Start

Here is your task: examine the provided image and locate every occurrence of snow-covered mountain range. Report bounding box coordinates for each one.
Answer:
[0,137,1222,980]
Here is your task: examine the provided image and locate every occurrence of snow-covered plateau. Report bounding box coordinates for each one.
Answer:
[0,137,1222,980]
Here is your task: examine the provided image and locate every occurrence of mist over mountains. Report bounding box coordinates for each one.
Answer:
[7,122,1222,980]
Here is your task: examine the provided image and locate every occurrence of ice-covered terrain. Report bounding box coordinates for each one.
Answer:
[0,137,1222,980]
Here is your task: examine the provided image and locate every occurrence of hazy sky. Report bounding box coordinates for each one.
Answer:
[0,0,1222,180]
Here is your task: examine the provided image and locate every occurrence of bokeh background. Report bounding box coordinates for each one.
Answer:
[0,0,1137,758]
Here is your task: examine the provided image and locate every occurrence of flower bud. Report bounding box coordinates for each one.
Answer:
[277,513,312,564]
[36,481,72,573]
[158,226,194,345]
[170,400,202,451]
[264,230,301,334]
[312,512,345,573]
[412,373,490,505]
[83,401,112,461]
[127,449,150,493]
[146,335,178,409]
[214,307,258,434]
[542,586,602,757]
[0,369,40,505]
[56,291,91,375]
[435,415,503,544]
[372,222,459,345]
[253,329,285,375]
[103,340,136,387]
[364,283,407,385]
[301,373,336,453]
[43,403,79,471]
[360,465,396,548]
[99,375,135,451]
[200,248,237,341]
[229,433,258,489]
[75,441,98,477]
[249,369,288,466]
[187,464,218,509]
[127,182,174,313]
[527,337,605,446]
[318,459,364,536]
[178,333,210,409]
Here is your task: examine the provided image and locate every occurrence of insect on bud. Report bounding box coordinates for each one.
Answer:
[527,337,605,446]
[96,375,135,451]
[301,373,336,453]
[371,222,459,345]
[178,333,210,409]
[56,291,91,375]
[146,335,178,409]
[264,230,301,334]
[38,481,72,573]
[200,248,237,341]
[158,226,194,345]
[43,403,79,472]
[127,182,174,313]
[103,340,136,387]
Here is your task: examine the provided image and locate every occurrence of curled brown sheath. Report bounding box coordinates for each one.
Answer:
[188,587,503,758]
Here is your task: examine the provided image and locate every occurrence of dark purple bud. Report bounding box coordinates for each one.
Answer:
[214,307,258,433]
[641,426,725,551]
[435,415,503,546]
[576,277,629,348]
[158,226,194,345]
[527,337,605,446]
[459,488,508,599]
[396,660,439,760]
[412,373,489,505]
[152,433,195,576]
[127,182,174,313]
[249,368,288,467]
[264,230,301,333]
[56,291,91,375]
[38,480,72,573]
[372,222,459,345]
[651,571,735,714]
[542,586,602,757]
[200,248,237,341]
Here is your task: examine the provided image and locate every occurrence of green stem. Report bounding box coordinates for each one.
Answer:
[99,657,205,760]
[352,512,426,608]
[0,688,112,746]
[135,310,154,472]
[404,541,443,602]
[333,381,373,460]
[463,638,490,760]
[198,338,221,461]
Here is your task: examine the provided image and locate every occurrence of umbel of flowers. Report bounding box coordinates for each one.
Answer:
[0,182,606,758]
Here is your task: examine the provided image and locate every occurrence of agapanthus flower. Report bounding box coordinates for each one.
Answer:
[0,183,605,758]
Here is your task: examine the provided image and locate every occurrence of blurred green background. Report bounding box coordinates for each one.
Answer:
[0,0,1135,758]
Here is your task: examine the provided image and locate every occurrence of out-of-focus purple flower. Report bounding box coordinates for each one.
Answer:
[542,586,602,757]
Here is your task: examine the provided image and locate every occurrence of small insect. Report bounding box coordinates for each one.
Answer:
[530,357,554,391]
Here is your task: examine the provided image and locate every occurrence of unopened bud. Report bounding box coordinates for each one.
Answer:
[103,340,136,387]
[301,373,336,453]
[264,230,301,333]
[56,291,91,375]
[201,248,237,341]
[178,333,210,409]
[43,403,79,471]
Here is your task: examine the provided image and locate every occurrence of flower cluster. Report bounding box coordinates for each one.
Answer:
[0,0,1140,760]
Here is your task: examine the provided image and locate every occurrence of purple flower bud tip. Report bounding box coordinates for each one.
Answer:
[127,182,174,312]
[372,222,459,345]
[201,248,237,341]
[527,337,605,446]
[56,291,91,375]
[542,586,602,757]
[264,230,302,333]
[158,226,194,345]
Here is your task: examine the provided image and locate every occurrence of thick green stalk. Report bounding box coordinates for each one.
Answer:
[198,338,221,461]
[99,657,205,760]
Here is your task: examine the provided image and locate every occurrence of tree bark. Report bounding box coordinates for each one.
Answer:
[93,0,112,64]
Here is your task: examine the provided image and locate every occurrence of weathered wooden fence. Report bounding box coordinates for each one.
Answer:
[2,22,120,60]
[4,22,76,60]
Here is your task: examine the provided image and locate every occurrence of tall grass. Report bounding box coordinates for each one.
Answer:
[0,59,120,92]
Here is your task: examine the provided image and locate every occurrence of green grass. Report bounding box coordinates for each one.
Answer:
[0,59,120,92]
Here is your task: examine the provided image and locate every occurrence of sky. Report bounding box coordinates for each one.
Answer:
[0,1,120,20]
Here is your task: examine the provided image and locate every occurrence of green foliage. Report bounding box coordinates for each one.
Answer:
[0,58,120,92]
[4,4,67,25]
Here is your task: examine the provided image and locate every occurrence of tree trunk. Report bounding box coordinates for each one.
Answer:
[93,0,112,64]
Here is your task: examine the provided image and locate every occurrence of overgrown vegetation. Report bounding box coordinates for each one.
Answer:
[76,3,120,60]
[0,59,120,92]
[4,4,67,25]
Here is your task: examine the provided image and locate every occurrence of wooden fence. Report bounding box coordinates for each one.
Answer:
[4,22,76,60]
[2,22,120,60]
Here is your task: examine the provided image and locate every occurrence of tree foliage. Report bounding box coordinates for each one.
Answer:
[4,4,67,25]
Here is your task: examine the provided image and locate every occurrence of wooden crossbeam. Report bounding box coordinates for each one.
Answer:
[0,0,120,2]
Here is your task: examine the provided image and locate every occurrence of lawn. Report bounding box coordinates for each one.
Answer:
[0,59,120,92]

End

• Your goal: Could you write out the items again, from the line with "mountains. Report bounding box coordinates for each one." up to and including the line with "[0,0,1137,758]", with their requests, and resize them by multiplying every bounding box coordinate in the answers by 0.35 and rounding each to a whole number, halves up? Give only those lines.

• Written answer:
Here is your task: examine the provided image and locate every occurrence of mist over mountains. Report bounding box coordinates for each one.
Answer:
[2,43,428,343]
Here is your task: examine the provided image and locate every occurrence of ice-covered terrain. Report bounding box coordinates for each one.
Answer:
[0,48,428,343]
Here is your task: examine the provided image and locate every occurrence of hazy sky. Report bounding box coordinates for each one.
Answer:
[0,0,428,63]
Here is your task: examine the provided image and locate every occurrence of bokeh background. Report bounding box coordinates for each one.
Answer:
[0,0,398,265]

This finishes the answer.